Stated task 1: In the forum post about memory problems in a Markov chain model, swap "Stan" for "PyMC" in the passage that begins at "Dealing with memory" and ends after "N_individuals = 200.", and give that passage.

[Page excerpt start]

Dealing with memory issues in Markov chain style model

Hi Stan people,

I’ve recently been trying to get a Markov chain type model to work in Stan. I have however found that my model quickly starts to use up all of my system memory and often ends up crashing. This is even when using a tiny amount of data. I usually have N_s_predictors = 13, N_d_predictors = 6, max_time = 92, and N_individuals = 5000 (although full dataset is 60,000 ish, I can usually get a good fit with this number on other versions of the model). However, the problems occur even when running on just N_individuals = 200.

While my data block may be reasonably sized, I have spent a lot of time reducing the number of parameters and model block components, so that the do not scale with number of individuals. On advice from previous posts I have found on here, I have introduced local scoping, and vectorised many of my model block variables. So I’m now at a bit of a loss as to why all my memory is being used up for the small data sets.

[Page excerpt end]

Stated task 2: Transcribe all of the records that follow, line by line, without changing anything.

[Records shown start]

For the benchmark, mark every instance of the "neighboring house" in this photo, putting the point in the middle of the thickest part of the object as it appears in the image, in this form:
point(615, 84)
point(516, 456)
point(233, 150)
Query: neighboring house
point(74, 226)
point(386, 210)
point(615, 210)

[Records shown end]

Full output 1:
Dealing with memory issues in Markov chain style model

Hi PyMC people,

I’ve recently been trying to get a Markov chain type model to work in PyMC. I have however found that my model quickly starts to use up all of my system memory and often ends up crashing. This is even when using a tiny amount of data. I usually have N_s_predictors = 13, N_d_predictors = 6, max_time = 92, and N_individuals = 5000 (although full dataset is 60,000 ish, I can usually get a good fit with this number on other versions of the model). However, the problems occur even when running on just N_individuals = 200.

Full output 2:
For the benchmark, mark every instance of the "neighboring house" in this photo, putting the point in the middle of the thickest part of the object as it appears in the image, in this form:
point(615, 84)
point(516, 456)
point(233, 150)
Query: neighboring house
point(74, 226)
point(386, 210)
point(615, 210)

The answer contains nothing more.